Data »
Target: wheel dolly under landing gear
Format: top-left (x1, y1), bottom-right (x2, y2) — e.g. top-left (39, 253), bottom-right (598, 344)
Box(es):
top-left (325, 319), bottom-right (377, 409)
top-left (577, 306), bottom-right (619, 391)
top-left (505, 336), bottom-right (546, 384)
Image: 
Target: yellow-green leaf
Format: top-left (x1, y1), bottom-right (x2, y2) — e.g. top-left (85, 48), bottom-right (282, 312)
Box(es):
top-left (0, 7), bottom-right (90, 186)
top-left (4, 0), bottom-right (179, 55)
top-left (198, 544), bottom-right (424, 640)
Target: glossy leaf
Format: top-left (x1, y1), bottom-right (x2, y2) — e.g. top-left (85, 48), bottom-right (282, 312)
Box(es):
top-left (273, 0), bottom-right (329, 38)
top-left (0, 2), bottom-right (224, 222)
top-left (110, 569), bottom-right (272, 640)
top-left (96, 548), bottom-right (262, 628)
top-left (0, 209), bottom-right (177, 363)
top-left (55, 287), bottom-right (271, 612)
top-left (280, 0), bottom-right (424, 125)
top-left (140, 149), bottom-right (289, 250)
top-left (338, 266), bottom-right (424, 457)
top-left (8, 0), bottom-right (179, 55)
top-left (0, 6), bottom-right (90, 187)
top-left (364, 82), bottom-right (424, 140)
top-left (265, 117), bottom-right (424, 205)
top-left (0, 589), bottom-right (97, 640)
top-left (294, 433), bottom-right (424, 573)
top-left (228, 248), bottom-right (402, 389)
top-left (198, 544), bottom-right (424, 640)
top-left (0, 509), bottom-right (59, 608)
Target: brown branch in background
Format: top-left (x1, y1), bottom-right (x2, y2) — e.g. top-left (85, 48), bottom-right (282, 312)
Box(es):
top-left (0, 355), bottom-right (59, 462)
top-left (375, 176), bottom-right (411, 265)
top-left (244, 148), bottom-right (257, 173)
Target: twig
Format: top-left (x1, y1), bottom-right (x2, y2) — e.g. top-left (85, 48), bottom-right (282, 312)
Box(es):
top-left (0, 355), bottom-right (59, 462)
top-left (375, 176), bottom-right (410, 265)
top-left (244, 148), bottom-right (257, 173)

Task statement » Convert the data above into a JSON list of strings, with one string for each line and no entries for blank lines.

Exercise solution »
[
  "Target: wheel dolly under landing gear",
  "Format: top-left (x1, y1), bottom-right (x2, y2) — e.g. top-left (39, 253), bottom-right (598, 344)",
  "Box(es):",
  "top-left (325, 319), bottom-right (377, 409)",
  "top-left (577, 306), bottom-right (619, 391)",
  "top-left (505, 336), bottom-right (546, 384)",
  "Image: ",
  "Target: yellow-green leaf",
  "Format: top-left (x1, y1), bottom-right (x2, y2) — e.g. top-left (85, 48), bottom-right (282, 312)",
  "Box(es):",
  "top-left (0, 7), bottom-right (90, 186)",
  "top-left (4, 0), bottom-right (179, 55)",
  "top-left (198, 544), bottom-right (424, 640)",
  "Target: glossy leaf",
  "Format: top-left (x1, y1), bottom-right (x2, y2) — e.g. top-left (85, 48), bottom-right (282, 312)",
  "Box(es):",
  "top-left (273, 0), bottom-right (329, 38)",
  "top-left (0, 2), bottom-right (224, 222)",
  "top-left (110, 569), bottom-right (272, 640)",
  "top-left (96, 548), bottom-right (262, 628)",
  "top-left (0, 209), bottom-right (177, 363)",
  "top-left (55, 287), bottom-right (271, 612)",
  "top-left (280, 0), bottom-right (424, 125)",
  "top-left (140, 149), bottom-right (289, 250)",
  "top-left (338, 266), bottom-right (424, 457)",
  "top-left (8, 0), bottom-right (179, 55)",
  "top-left (0, 6), bottom-right (90, 187)",
  "top-left (364, 82), bottom-right (424, 140)",
  "top-left (265, 117), bottom-right (424, 205)",
  "top-left (0, 589), bottom-right (97, 640)",
  "top-left (294, 433), bottom-right (424, 573)",
  "top-left (228, 248), bottom-right (402, 389)",
  "top-left (198, 544), bottom-right (424, 640)",
  "top-left (0, 509), bottom-right (59, 608)",
  "Target: brown branch in background",
  "Format: top-left (x1, y1), bottom-right (x2, y2) — e.g. top-left (85, 48), bottom-right (282, 312)",
  "Box(es):",
  "top-left (0, 355), bottom-right (59, 462)",
  "top-left (375, 176), bottom-right (411, 265)",
  "top-left (244, 148), bottom-right (257, 173)",
  "Target: twig",
  "Format: top-left (x1, y1), bottom-right (x2, y2) — e.g. top-left (85, 48), bottom-right (282, 312)",
  "Box(es):",
  "top-left (0, 355), bottom-right (59, 462)",
  "top-left (375, 176), bottom-right (410, 265)",
  "top-left (244, 148), bottom-right (257, 173)"
]